Every line of the material below should be repeated exactly.

-- BEGIN Extracted entries --

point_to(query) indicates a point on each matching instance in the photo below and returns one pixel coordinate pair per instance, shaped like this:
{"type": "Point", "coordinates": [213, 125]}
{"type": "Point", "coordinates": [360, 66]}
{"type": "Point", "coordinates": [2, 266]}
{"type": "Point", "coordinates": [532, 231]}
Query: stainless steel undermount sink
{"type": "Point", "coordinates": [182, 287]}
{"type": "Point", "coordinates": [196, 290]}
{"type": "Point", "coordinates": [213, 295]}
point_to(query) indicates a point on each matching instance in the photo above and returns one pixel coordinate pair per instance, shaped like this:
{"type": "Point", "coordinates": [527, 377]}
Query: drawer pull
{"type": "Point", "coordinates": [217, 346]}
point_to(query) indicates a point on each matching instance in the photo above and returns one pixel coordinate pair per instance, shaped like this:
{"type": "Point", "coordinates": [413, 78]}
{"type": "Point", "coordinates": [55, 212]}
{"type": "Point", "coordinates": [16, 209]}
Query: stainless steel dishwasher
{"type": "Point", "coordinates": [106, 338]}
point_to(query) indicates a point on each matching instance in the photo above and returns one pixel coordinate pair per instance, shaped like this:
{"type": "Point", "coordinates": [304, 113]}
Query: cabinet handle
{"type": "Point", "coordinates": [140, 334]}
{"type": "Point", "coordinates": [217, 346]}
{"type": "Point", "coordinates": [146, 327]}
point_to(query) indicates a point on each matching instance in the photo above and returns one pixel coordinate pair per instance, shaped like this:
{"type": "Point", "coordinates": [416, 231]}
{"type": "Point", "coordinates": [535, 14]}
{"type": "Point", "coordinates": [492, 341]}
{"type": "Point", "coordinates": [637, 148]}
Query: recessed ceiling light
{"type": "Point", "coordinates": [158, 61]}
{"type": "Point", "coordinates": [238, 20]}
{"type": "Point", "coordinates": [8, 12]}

-- END Extracted entries --

=== Exercise answer ===
point_to(query) indicates a point on each matching instance in the photo below and returns one pixel coordinate pair per instance, shaped like this:
{"type": "Point", "coordinates": [213, 125]}
{"type": "Point", "coordinates": [360, 66]}
{"type": "Point", "coordinates": [2, 266]}
{"type": "Point", "coordinates": [532, 231]}
Query: stainless steel undermount sink
{"type": "Point", "coordinates": [182, 287]}
{"type": "Point", "coordinates": [196, 290]}
{"type": "Point", "coordinates": [213, 295]}
point_to(query) indicates a point on each matching instance in the photo above and returns one pixel coordinate pair per instance, shaped like this:
{"type": "Point", "coordinates": [527, 377]}
Query: drawer pull
{"type": "Point", "coordinates": [217, 346]}
point_to(query) indicates a point on each matching instance in the photo above and returns one pixel coordinate pair per instance, shaped like this:
{"type": "Point", "coordinates": [413, 78]}
{"type": "Point", "coordinates": [55, 212]}
{"type": "Point", "coordinates": [16, 209]}
Query: stainless steel dishwasher
{"type": "Point", "coordinates": [106, 338]}
point_to(query) indicates a point on each matching instance in the photo above and returns one pixel coordinate pair per instance, shaped like this:
{"type": "Point", "coordinates": [304, 113]}
Query: cabinet handle
{"type": "Point", "coordinates": [140, 334]}
{"type": "Point", "coordinates": [217, 346]}
{"type": "Point", "coordinates": [146, 327]}
point_to(query) indicates a point on each matching instance in the photo above and returns one pixel coordinate pair per instance, shaped like this:
{"type": "Point", "coordinates": [416, 231]}
{"type": "Point", "coordinates": [535, 14]}
{"type": "Point", "coordinates": [492, 341]}
{"type": "Point", "coordinates": [637, 148]}
Query: recessed ceiling light
{"type": "Point", "coordinates": [158, 61]}
{"type": "Point", "coordinates": [238, 20]}
{"type": "Point", "coordinates": [8, 12]}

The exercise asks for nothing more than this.